--- Problem set ---
a - From the text on job strategies, rewrite the passage starting with "Job Strategies for 21st Century" and going on through "current employment landscape.", renaming "lecture" as "workshop".
b - Translate this sentence from the text on job strategies into Spanish: "Sadly, things will never be the same for most employees."

--- Exercise text ---
──────
Job Strategies for 21st Century

“Where much is given, much is required” is a theme that I have embraced since I’ve gotten some many opportunities.  Last weekend, I gave a lecture at Payne Avenue Missionary Baptist Church on job strategies for the 2st century.  I felt it was time to better educate the community about the current employment landscape.

Where are the jobs? How can individuals land one? As we left 2011, many individual’s job opportunities faded away. There are over 15 million unemployed in our country.  Our community is no exception. What worked in the past for job prospects will not work during this economic crisis.

As the economic downturn continues to worsen for today’s workers, individuals need to refocus their strategies as they witness the last era of the full-time workforce. Sadly, things will never be the same for most employees. Companies chase emerging markets abroad.

According to government estimates, an additional 1.2 million manufacturing jobs will disappear in America by 2018.  According to a USA Today analysis, part-time work is at a record high while overtime is at an all-time low.

An average of just 33 hours was recorded for the average worker in May 2009; it was fewer hours than any time since the Bureau of Labor Statistics begun to track it in 1964. In fact, over 9 million people want to work full-time but can only find part-time employment.
──────
--- Supplied data ---
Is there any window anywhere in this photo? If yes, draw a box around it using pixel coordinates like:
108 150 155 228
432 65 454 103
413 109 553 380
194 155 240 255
──────
--- Results by task ---
a -
Job Strategies for 21st Century

“Where much is given, much is required” is a theme that I have embraced since I’ve gotten some many opportunities.  Last weekend, I gave a workshop at Payne Avenue Missionary Baptist Church on job strategies for the 2st century.  I felt it was time to better educate the community about the current employment landscape.

b - Lamentablemente, las cosas nunca volverán a ser iguales para la mayoría de los empleados.